PROBLEM 1: List the specific kinds of work that the postal workers' account says a floater could be given.
PROBLEM 2: Please pick up the postal workers' account after its last sentence and continue it.
BEGIN PASSAGE TO READ
The worker added, “Whatever COVID cases emerged it was reported in whispered terms under the guise of privacy of the individual, which automatically vetoed the collective health and knowledge of the rest of us.

“We used to have daily reports of COVID hot spots in Sydney. We were told that we had to automatically go home and isolate if we had been to any of these places. Reporting of this stopped a month ago for my team. Of course many of us were worried because we were natural carriers and distributors of COVID given our very job was to be in daily contact with a wide variety of people and places.

“There is no doubt in my mind that many middle managers, being ex-posties themselves, did the best they could to keep social distancing and provide PPE, but the demands of production are a hard weight to carry and enforce and the balancing act always falls the way of keeping your job and that means delivering what production demands. The union doesn’t even warrant a mention in all this.”

The workers all noted that in addition to the safety dangers, the introduction of the ADM, enforced by the unions, had made their job far more onerous than before.

One of them explained: “The ADM is based on seniority. Those with the longest time up get assigned a beat or a van run and then those left over are the ones whose positions would have become redundant under the initial management proposal. They are now known as ‘floaters.’ At this point management has decided to keep these workers and they are given whatever jobs are available. You could be doing a beat or delivering parcels or whatever is needed. I heard you could even be asked to go to another facility if the work is there.
END PASSAGE TO READ
BEGIN EXCERPTED DATA
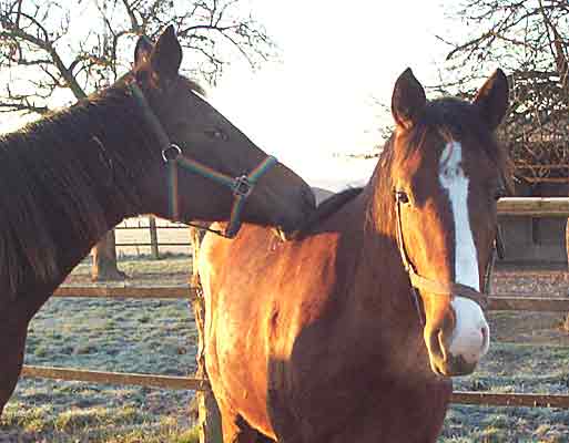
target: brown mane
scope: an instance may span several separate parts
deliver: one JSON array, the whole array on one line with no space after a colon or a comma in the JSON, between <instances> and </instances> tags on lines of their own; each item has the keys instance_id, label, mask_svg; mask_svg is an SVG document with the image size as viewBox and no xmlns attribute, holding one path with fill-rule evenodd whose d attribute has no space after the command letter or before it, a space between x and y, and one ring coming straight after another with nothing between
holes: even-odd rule
<instances>
[{"instance_id":1,"label":"brown mane","mask_svg":"<svg viewBox=\"0 0 569 443\"><path fill-rule=\"evenodd\" d=\"M348 202L356 198L362 194L362 190L364 190L363 187L348 187L326 198L318 205L316 210L311 214L304 226L293 235L293 239L299 240L312 234L321 223L342 209Z\"/></svg>"},{"instance_id":2,"label":"brown mane","mask_svg":"<svg viewBox=\"0 0 569 443\"><path fill-rule=\"evenodd\" d=\"M105 231L101 202L110 198L109 187L115 189L112 206L130 213L140 205L133 178L148 171L144 161L160 161L146 126L121 81L0 136L0 281L9 298L30 270L40 280L61 271L57 264L64 253L55 241L54 220L72 223L70 237L96 240Z\"/></svg>"}]
</instances>

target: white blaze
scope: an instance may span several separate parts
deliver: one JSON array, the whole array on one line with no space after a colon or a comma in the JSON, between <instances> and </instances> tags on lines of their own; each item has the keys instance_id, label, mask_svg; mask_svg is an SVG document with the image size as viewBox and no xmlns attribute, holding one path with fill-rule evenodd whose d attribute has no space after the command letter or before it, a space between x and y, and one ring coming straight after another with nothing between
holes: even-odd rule
<instances>
[{"instance_id":1,"label":"white blaze","mask_svg":"<svg viewBox=\"0 0 569 443\"><path fill-rule=\"evenodd\" d=\"M448 193L455 224L455 281L480 290L478 255L468 215L468 177L463 169L463 146L449 142L439 161L439 182ZM467 362L478 361L487 351L490 330L484 312L473 300L455 297L456 328L449 351Z\"/></svg>"}]
</instances>

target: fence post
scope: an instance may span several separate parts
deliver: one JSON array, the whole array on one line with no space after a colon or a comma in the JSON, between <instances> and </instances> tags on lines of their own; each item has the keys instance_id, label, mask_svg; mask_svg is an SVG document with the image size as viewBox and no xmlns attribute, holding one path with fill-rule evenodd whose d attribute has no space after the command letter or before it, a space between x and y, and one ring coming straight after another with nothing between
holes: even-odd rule
<instances>
[{"instance_id":1,"label":"fence post","mask_svg":"<svg viewBox=\"0 0 569 443\"><path fill-rule=\"evenodd\" d=\"M197 353L195 356L197 369L195 377L207 380L207 371L205 369L205 352L204 352L204 320L205 320L205 303L200 284L200 276L197 274L197 254L200 245L205 231L197 228L190 228L190 239L192 241L192 280L190 286L195 288L195 298L193 299L193 310L195 327L197 329ZM197 404L197 429L200 434L200 443L223 443L223 434L221 427L221 415L217 409L217 403L211 390L200 391L195 393Z\"/></svg>"},{"instance_id":2,"label":"fence post","mask_svg":"<svg viewBox=\"0 0 569 443\"><path fill-rule=\"evenodd\" d=\"M150 226L150 254L152 258L159 259L160 253L158 249L158 230L156 230L156 218L153 215L149 215L149 226Z\"/></svg>"}]
</instances>

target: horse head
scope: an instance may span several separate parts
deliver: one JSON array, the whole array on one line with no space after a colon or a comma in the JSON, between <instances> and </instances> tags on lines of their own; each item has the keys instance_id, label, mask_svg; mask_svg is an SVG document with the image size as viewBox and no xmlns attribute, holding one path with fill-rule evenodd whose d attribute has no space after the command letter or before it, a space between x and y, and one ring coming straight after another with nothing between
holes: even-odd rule
<instances>
[{"instance_id":1,"label":"horse head","mask_svg":"<svg viewBox=\"0 0 569 443\"><path fill-rule=\"evenodd\" d=\"M217 112L200 86L180 74L181 63L182 48L169 27L155 44L139 39L133 71L125 76L136 86L140 106L150 109L149 119L158 120L153 126L162 138L163 161L158 151L156 167L145 172L149 212L182 222L231 217L230 236L242 220L294 230L314 208L308 185Z\"/></svg>"},{"instance_id":2,"label":"horse head","mask_svg":"<svg viewBox=\"0 0 569 443\"><path fill-rule=\"evenodd\" d=\"M484 278L507 176L492 134L507 107L499 70L471 103L428 102L410 70L393 94L390 238L421 305L430 367L443 375L473 372L489 347Z\"/></svg>"}]
</instances>

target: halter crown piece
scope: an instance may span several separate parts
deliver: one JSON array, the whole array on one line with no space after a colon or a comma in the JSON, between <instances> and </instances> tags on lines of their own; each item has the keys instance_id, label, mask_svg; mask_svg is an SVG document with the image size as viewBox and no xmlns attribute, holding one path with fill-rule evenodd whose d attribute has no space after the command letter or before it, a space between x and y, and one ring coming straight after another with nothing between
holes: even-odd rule
<instances>
[{"instance_id":1,"label":"halter crown piece","mask_svg":"<svg viewBox=\"0 0 569 443\"><path fill-rule=\"evenodd\" d=\"M241 214L243 212L243 207L245 206L247 197L253 192L258 179L278 163L276 157L273 157L271 155L267 156L250 174L244 174L238 177L231 177L215 169L212 169L211 167L183 155L180 146L170 142L170 138L167 137L164 128L162 127L162 124L158 120L156 115L152 112L139 85L136 83L131 83L129 87L132 95L142 109L144 117L149 122L153 132L159 137L159 143L162 146L162 158L164 159L164 163L170 166L170 212L172 214L173 219L180 219L180 210L177 205L177 166L180 166L194 174L201 175L202 177L209 178L222 186L226 186L232 190L233 206L231 208L230 222L225 230L220 231L207 228L205 229L219 234L223 237L235 237L242 225ZM186 224L192 225L191 223ZM197 226L204 229L204 227L200 225L192 226Z\"/></svg>"},{"instance_id":2,"label":"halter crown piece","mask_svg":"<svg viewBox=\"0 0 569 443\"><path fill-rule=\"evenodd\" d=\"M419 306L419 298L417 295L417 290L424 290L429 293L434 293L437 296L458 296L458 297L465 297L468 298L476 303L480 306L480 308L485 309L488 305L488 295L485 292L480 292L479 290L476 290L475 288L471 288L466 285L453 282L453 281L435 281L429 280L428 278L425 278L423 276L419 276L417 271L415 270L415 267L409 261L409 257L407 256L407 250L405 249L405 240L403 238L403 224L402 224L402 210L400 205L402 202L404 202L403 194L399 192L395 192L395 214L397 217L396 225L397 225L397 246L399 248L399 254L402 255L402 261L403 266L405 267L405 270L409 275L409 280L411 285L411 295L413 295L413 302L415 308L417 309L417 312L419 313L419 318L423 321L423 315L420 312L420 306ZM494 251L492 251L494 256ZM492 260L488 261L488 266L492 265ZM488 269L487 272L488 275ZM485 285L487 286L487 285ZM486 288L485 288L486 290Z\"/></svg>"}]
</instances>

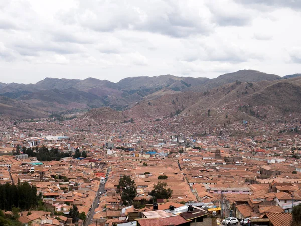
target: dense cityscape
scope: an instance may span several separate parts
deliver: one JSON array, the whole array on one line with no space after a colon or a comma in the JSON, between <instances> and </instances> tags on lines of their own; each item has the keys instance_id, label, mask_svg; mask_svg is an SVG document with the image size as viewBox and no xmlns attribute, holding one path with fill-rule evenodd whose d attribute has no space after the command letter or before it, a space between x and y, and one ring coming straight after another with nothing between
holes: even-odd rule
<instances>
[{"instance_id":1,"label":"dense cityscape","mask_svg":"<svg viewBox=\"0 0 301 226\"><path fill-rule=\"evenodd\" d=\"M301 0L0 0L0 226L301 226Z\"/></svg>"},{"instance_id":2,"label":"dense cityscape","mask_svg":"<svg viewBox=\"0 0 301 226\"><path fill-rule=\"evenodd\" d=\"M201 124L171 132L181 114L122 123L85 116L0 121L4 214L19 211L26 225L269 225L291 220L301 203L298 122L253 136L212 127L196 135Z\"/></svg>"}]
</instances>

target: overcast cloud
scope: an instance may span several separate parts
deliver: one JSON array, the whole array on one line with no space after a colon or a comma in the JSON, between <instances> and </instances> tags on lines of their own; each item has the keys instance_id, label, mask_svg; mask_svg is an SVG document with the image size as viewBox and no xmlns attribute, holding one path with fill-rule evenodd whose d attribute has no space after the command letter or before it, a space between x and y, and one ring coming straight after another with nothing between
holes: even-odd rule
<instances>
[{"instance_id":1,"label":"overcast cloud","mask_svg":"<svg viewBox=\"0 0 301 226\"><path fill-rule=\"evenodd\" d=\"M301 73L301 1L2 0L0 82Z\"/></svg>"}]
</instances>

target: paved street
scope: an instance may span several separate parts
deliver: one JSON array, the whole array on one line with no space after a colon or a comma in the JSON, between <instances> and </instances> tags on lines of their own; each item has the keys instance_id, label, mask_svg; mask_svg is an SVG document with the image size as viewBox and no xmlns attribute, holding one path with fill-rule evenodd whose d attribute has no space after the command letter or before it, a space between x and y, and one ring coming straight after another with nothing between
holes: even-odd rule
<instances>
[{"instance_id":1,"label":"paved street","mask_svg":"<svg viewBox=\"0 0 301 226\"><path fill-rule=\"evenodd\" d=\"M100 195L99 195L99 192L101 192L101 193L103 194L104 192L104 185L105 184L100 184L100 186L99 186L99 188L98 189L98 191L97 192L97 194L96 195L96 197L94 199L94 201L92 205L92 207L91 209L91 210L89 212L86 221L84 223L85 226L88 226L91 220L93 219L93 216L94 216L94 212L95 209L97 207L97 204L99 202L99 198Z\"/></svg>"},{"instance_id":2,"label":"paved street","mask_svg":"<svg viewBox=\"0 0 301 226\"><path fill-rule=\"evenodd\" d=\"M108 171L108 172L107 173L106 177L107 176L109 172L109 171ZM95 198L94 199L94 202L92 206L91 210L88 213L88 215L87 216L87 218L86 219L86 221L85 221L85 223L84 223L84 226L88 226L90 223L91 223L91 221L93 219L93 217L94 214L95 210L96 208L97 208L97 205L98 205L97 204L98 203L98 202L99 202L99 198L101 196L101 195L99 195L99 192L101 192L102 194L104 193L104 192L105 191L105 190L104 189L105 185L105 183L101 183L100 185L99 185L99 188L98 188L98 191L97 191L96 196L95 197Z\"/></svg>"}]
</instances>

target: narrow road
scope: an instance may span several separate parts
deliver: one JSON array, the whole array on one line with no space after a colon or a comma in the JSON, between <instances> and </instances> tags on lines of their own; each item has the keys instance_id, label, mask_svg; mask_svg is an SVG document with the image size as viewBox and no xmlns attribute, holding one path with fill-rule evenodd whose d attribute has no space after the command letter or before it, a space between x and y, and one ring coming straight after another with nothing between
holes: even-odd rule
<instances>
[{"instance_id":1,"label":"narrow road","mask_svg":"<svg viewBox=\"0 0 301 226\"><path fill-rule=\"evenodd\" d=\"M8 167L8 171L9 171L9 173L10 174L10 177L11 177L11 180L12 180L12 184L14 185L14 180L13 180L13 177L12 176L12 174L11 173L11 168L10 167Z\"/></svg>"},{"instance_id":2,"label":"narrow road","mask_svg":"<svg viewBox=\"0 0 301 226\"><path fill-rule=\"evenodd\" d=\"M99 192L101 192L101 194L103 194L104 192L104 186L105 184L102 183L100 184L99 186L99 188L98 189L98 191L97 191L97 193L95 196L94 202L92 205L92 207L91 208L91 210L90 212L88 213L88 215L87 216L87 218L86 219L86 221L84 223L84 226L88 226L90 223L91 221L93 219L93 217L94 215L94 212L95 209L97 208L97 204L99 202L99 198L100 197L100 195L99 195Z\"/></svg>"},{"instance_id":3,"label":"narrow road","mask_svg":"<svg viewBox=\"0 0 301 226\"><path fill-rule=\"evenodd\" d=\"M107 172L106 175L105 175L106 179L105 182L103 183L100 183L100 185L99 185L98 191L97 191L97 193L96 194L94 202L92 205L91 210L88 213L87 218L86 218L86 220L84 223L84 226L88 226L89 224L91 223L91 221L93 220L93 217L94 215L95 209L97 208L97 204L98 202L99 202L99 198L101 196L101 195L99 195L99 192L101 192L101 194L105 193L105 190L104 189L104 186L105 186L105 182L107 181L106 178L109 174L109 170Z\"/></svg>"}]
</instances>

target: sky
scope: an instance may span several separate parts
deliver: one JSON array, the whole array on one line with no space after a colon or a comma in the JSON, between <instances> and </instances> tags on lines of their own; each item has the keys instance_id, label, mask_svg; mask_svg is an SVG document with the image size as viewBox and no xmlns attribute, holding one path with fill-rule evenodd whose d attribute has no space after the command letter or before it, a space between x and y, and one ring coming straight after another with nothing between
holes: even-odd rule
<instances>
[{"instance_id":1,"label":"sky","mask_svg":"<svg viewBox=\"0 0 301 226\"><path fill-rule=\"evenodd\" d=\"M301 73L299 0L1 0L0 82Z\"/></svg>"}]
</instances>

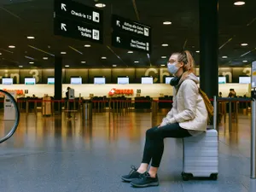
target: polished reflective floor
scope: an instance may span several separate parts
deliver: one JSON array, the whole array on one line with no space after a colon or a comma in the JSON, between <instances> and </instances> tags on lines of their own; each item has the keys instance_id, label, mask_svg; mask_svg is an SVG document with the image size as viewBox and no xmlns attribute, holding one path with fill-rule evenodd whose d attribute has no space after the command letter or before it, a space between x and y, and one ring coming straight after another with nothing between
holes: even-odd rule
<instances>
[{"instance_id":1,"label":"polished reflective floor","mask_svg":"<svg viewBox=\"0 0 256 192\"><path fill-rule=\"evenodd\" d=\"M219 174L217 181L181 177L180 139L165 140L159 171L160 186L134 189L120 176L142 159L145 131L166 112L93 113L90 122L78 113L42 117L21 113L14 137L0 144L0 191L6 192L255 192L250 179L250 115L239 115L232 129L219 127Z\"/></svg>"}]
</instances>

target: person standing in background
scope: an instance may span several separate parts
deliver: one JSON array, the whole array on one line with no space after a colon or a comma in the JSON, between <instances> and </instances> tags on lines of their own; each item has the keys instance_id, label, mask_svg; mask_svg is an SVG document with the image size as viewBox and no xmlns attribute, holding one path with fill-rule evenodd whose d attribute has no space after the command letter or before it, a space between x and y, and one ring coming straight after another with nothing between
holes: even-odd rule
<instances>
[{"instance_id":1,"label":"person standing in background","mask_svg":"<svg viewBox=\"0 0 256 192\"><path fill-rule=\"evenodd\" d=\"M70 103L69 103L69 90L70 90L70 87L67 87L66 92L66 108L67 110L67 118L72 118L71 112L70 112Z\"/></svg>"}]
</instances>

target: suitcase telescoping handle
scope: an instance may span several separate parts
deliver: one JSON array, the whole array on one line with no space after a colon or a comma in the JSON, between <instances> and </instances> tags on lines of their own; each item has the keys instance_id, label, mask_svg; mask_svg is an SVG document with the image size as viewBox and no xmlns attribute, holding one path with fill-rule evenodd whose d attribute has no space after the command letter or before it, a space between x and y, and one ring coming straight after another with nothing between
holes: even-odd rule
<instances>
[{"instance_id":1,"label":"suitcase telescoping handle","mask_svg":"<svg viewBox=\"0 0 256 192\"><path fill-rule=\"evenodd\" d=\"M213 129L217 128L217 97L213 96Z\"/></svg>"}]
</instances>

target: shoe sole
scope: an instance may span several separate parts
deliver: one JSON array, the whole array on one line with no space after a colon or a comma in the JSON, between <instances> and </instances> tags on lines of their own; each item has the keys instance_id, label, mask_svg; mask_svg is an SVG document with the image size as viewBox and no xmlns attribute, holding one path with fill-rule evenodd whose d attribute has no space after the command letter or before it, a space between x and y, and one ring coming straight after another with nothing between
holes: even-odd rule
<instances>
[{"instance_id":1,"label":"shoe sole","mask_svg":"<svg viewBox=\"0 0 256 192\"><path fill-rule=\"evenodd\" d=\"M125 178L123 177L121 177L121 179L124 181L124 182L131 182L133 179L136 179L136 178Z\"/></svg>"},{"instance_id":2,"label":"shoe sole","mask_svg":"<svg viewBox=\"0 0 256 192\"><path fill-rule=\"evenodd\" d=\"M145 188L145 187L153 187L153 186L158 186L159 183L158 182L154 182L154 183L148 183L148 184L135 184L131 183L132 187L136 187L136 188Z\"/></svg>"}]
</instances>

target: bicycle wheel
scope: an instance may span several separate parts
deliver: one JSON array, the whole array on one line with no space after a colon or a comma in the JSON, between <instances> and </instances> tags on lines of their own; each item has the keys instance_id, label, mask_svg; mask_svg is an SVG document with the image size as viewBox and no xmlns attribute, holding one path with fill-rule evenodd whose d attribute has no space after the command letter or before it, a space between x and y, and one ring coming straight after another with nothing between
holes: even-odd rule
<instances>
[{"instance_id":1,"label":"bicycle wheel","mask_svg":"<svg viewBox=\"0 0 256 192\"><path fill-rule=\"evenodd\" d=\"M0 143L11 137L20 122L20 111L15 97L15 92L0 90Z\"/></svg>"}]
</instances>

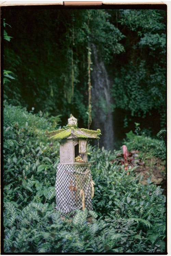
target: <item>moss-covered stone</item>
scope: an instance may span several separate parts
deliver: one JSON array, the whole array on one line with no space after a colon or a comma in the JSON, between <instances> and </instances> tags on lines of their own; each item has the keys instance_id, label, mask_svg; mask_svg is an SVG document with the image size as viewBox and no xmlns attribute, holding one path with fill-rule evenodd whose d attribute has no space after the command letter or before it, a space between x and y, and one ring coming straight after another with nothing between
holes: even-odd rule
<instances>
[{"instance_id":1,"label":"moss-covered stone","mask_svg":"<svg viewBox=\"0 0 171 256\"><path fill-rule=\"evenodd\" d=\"M74 118L74 117L73 117ZM46 131L45 133L49 139L60 141L68 137L86 139L99 139L101 132L100 129L94 131L84 128L80 129L73 124L70 125L68 125L68 124L65 129L63 128L51 132Z\"/></svg>"}]
</instances>

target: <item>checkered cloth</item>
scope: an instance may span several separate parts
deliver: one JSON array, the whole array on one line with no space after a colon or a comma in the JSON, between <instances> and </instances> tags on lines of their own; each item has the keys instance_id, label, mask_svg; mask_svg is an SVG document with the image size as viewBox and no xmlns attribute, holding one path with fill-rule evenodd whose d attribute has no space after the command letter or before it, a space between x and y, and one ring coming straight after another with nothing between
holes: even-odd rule
<instances>
[{"instance_id":1,"label":"checkered cloth","mask_svg":"<svg viewBox=\"0 0 171 256\"><path fill-rule=\"evenodd\" d=\"M89 166L59 164L55 186L56 209L65 214L75 209L82 209L82 194L80 192L82 189L85 207L92 210L92 180Z\"/></svg>"}]
</instances>

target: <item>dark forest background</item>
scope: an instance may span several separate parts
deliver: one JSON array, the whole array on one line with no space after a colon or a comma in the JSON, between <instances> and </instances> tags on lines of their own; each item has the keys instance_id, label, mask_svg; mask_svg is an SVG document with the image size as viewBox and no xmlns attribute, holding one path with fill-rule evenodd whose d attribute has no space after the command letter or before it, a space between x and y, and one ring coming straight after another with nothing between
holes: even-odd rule
<instances>
[{"instance_id":1,"label":"dark forest background","mask_svg":"<svg viewBox=\"0 0 171 256\"><path fill-rule=\"evenodd\" d=\"M155 137L166 127L161 6L2 8L3 100L48 118L54 129L72 113L79 127L101 129L107 149L131 130Z\"/></svg>"}]
</instances>

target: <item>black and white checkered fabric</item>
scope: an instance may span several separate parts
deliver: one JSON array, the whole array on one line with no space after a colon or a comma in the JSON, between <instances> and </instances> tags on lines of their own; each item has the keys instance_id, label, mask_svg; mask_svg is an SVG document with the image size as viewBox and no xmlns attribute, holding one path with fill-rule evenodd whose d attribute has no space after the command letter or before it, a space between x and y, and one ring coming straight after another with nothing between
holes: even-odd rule
<instances>
[{"instance_id":1,"label":"black and white checkered fabric","mask_svg":"<svg viewBox=\"0 0 171 256\"><path fill-rule=\"evenodd\" d=\"M59 164L55 186L56 209L65 214L75 209L82 209L82 198L80 191L82 189L85 207L88 210L92 210L91 179L88 166ZM74 187L75 189L72 189Z\"/></svg>"}]
</instances>

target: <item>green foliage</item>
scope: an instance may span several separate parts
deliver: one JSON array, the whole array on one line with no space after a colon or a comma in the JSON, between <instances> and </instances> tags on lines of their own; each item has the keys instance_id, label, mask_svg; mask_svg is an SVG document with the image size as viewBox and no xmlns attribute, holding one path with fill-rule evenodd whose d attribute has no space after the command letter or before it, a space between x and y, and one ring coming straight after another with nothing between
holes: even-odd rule
<instances>
[{"instance_id":1,"label":"green foliage","mask_svg":"<svg viewBox=\"0 0 171 256\"><path fill-rule=\"evenodd\" d=\"M166 148L164 141L153 139L144 135L136 135L132 131L126 135L124 142L126 143L129 150L134 149L147 153L149 158L155 156L162 160L166 160Z\"/></svg>"},{"instance_id":2,"label":"green foliage","mask_svg":"<svg viewBox=\"0 0 171 256\"><path fill-rule=\"evenodd\" d=\"M133 168L128 176L123 166L111 164L117 151L89 146L94 210L77 209L62 220L55 209L59 145L49 144L44 133L52 124L6 102L4 120L4 252L165 252L166 198L160 186L143 185Z\"/></svg>"},{"instance_id":3,"label":"green foliage","mask_svg":"<svg viewBox=\"0 0 171 256\"><path fill-rule=\"evenodd\" d=\"M12 72L4 77L5 99L37 113L62 114L64 123L72 113L87 127L88 44L94 44L113 81L114 109L144 117L158 109L165 128L164 11L17 9L3 13L4 68ZM14 20L9 32L6 21Z\"/></svg>"}]
</instances>

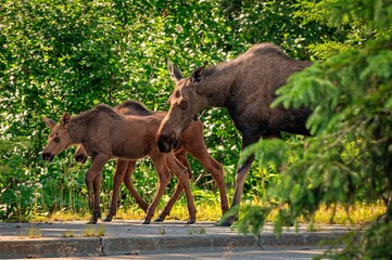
END EXCERPTED DATA
TASK RESPONSE 1:
- Doing a beat
- Delivering parcels
- Going to another facility if the work is there

TASK RESPONSE 2:
“If you refuse then there is no position for you and you don’t have a job. We heard of some posties that have been doing a beat for years or riding a motorbike, being told they have to change. When they said they didn’t want to, they were told to do as they were instructed, or they wouldn’t have a job anymore.

“The ADM changes the way we work. As a walking postie you will have to start delivering two beats instead of one. You have to do them on alternative days. But this now means you get double the mail and large letters and magazines including junk mail. Posties are doing double the amount of work each day on a beat as well as delivering parcels, which we were already doing. If you are a delivery van postie with parcels, you are like a gig economy worker. It’s basically courier work.”

Another said that the ADM had only recently been rolled out at their facility: “I witnessed one normally calm and cheerful postie have a meltdown of confusion and panic on their first day in a van. What used to be a job you would gladly retire on has now become like a job for contractors forever chasing their tail to meet deadlines with piecemeal payments. We still get paid hourly but under enormous pressure to perform.

“The main response I have seen is man overboard. In anticipation of the destruction of a good job and now realising fully that the union will do nothing, many are walking the plank. Some know they are jumping into a sea of sharks of economic uncertainty, but still we are now having a weekly parade. I know of at least ten in the last fortnight who have or are about to go. Many posties within an earshot of retirement are seriously considering doing so rather than having to practically learn a new job.

“Whilst management are saying where you work and what you do is optional, it is clear to me from a number of cases they are having a quiet word to posties that they have already worked out a ‘preferred option’ that best suits the ADM.”

The third worker said: “Posties with little seniority, especially with young families, don’t want to go into vans but they have to do it because there is no other position. They don’t want to do it because the amount of parcels and difficulty of delivery means you finish late. It is also hard to find legal parking, so for a number of the van drivers they are walking more than when they were just regular posties. They have to power walk to deliver, often going up many flights of stairs every day.

“Posties are very upset because they are very tired when they get home and can’t do much with their families. Their legs are so sore that they have to have a hot bath and soak their legs to help recover. By the end of the week they can be very fatigued.”